WORK REQUEST: Search the entries for the word "hill" and pull out each line that has it.

......

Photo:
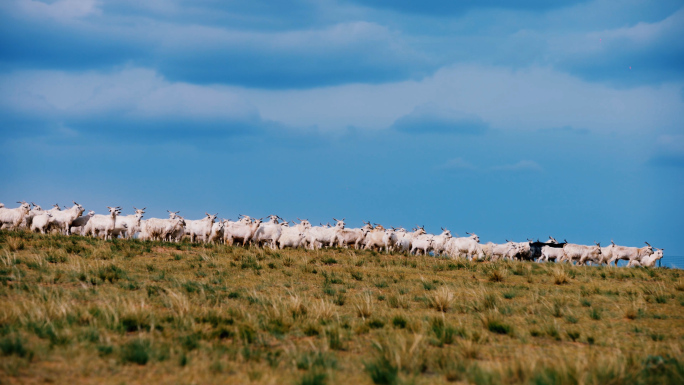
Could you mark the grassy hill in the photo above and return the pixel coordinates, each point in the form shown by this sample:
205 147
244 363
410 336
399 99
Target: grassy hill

......

EXERCISE RESULT:
Could you mark the grassy hill in the photo above and return the pixel coordinates, each point in the form shown by this sample:
Target: grassy hill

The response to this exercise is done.